**Exercise task:** Reproduce each of the entries below word for word, without any changes.

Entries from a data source
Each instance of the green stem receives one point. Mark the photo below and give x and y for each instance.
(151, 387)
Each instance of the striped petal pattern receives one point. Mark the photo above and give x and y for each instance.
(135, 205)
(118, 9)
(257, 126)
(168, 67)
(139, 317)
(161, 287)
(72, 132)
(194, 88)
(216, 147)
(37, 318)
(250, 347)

**Completed exercise:**
Each instance of the green stem receives one point. Mark the photo below and give x and y for each instance.
(151, 387)
Each instance of the striped petal pattern receives one point. Mark the photo above and give x and y for each instance.
(135, 205)
(118, 9)
(257, 126)
(168, 67)
(139, 317)
(161, 287)
(72, 132)
(194, 88)
(216, 147)
(37, 318)
(250, 347)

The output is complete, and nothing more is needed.